Required tasks:
[1] In the article on the DOJ memo, what did the Department of Health and Human Services do after the memo was released?
[2] Please write out the part of the article on the DOJ memo starting at "Torres’ memo adds" and ending at "and community living.".

Source text:
On June 18, the Department of Justice released a memo arguing that states aren’t required to provide home and community-based services that keep disabled Americans out of institutions.
U.S. Rep Ritchie Torres, who represents NY-15, sent a letter to the Department of Justice (DOJ) today urging the department to reconsider its opinion.
“For many of the people I serve, access to integrated, community-based care can mean the difference between living at home, among family and friends they love, and risking unnecessary institutionalization,” Torres wrote.
“As states confront historic federal Medicaid cuts, this risks being read as permission to reduce home and community-based services and increase the risk of unnecessary institutionalization. Advocates warn the consequences could be severe, and decades of research show that access to high-quality home and community-based services can improve outcomes and reduce costs. This memorandum threatens to turn back the clock on decades of hard-won progress.”
Torres’ memo adds to a growing outcry from advocacy groups and elected officials across the country in response to the DOJ memo. Yesterday, Illinois Tammy Senator Duckworth introduced a resolution calling the DOJ memo a “deeply flawed opinion that rejects the integration mandate and threatens the hard-won progress towards full integration of individuals with disabilities into society in the United States.”
While the DOJ’s memo does not change the law, it re-interprets the Supreme Court’s landmark 1999 “Olmstead v. L.C.” decision, which limited states’ power to compel people to live in psychiatric and other institutions, such as nursing homes. Following the release of the memo, the Department of Health and Human Services took down its webpage on Olmstead and community living.
The decision may influence how the Departments of Justice and Health and Human Services work with programs that help disabled people live in their communities instead of institutions, and may be used by states to change their policies around institutionalization.

Stored data:
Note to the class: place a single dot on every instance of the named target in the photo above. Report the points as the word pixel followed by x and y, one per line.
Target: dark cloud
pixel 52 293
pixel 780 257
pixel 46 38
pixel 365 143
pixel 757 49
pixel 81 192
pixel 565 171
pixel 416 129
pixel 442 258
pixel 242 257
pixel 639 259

Answers to this exercise:
[1] It took down its webpage on Olmstead and community living.

[2]
Torres’ memo adds to a growing outcry from advocacy groups and elected officials across the country in response to the DOJ memo. Yesterday, Illinois Tammy Senator Duckworth introduced a resolution calling the DOJ memo a “deeply flawed opinion that rejects the integration mandate and threatens the hard-won progress towards full integration of individuals with disabilities into society in the United States.”
While the DOJ’s memo does not change the law, it re-interprets the Supreme Court’s landmark 1999 “Olmstead v. L.C.” decision, which limited states’ power to compel people to live in psychiatric and other institutions, such as nursing homes. Following the release of the memo, the Department of Health and Human Services took down its webpage on Olmstead and community living.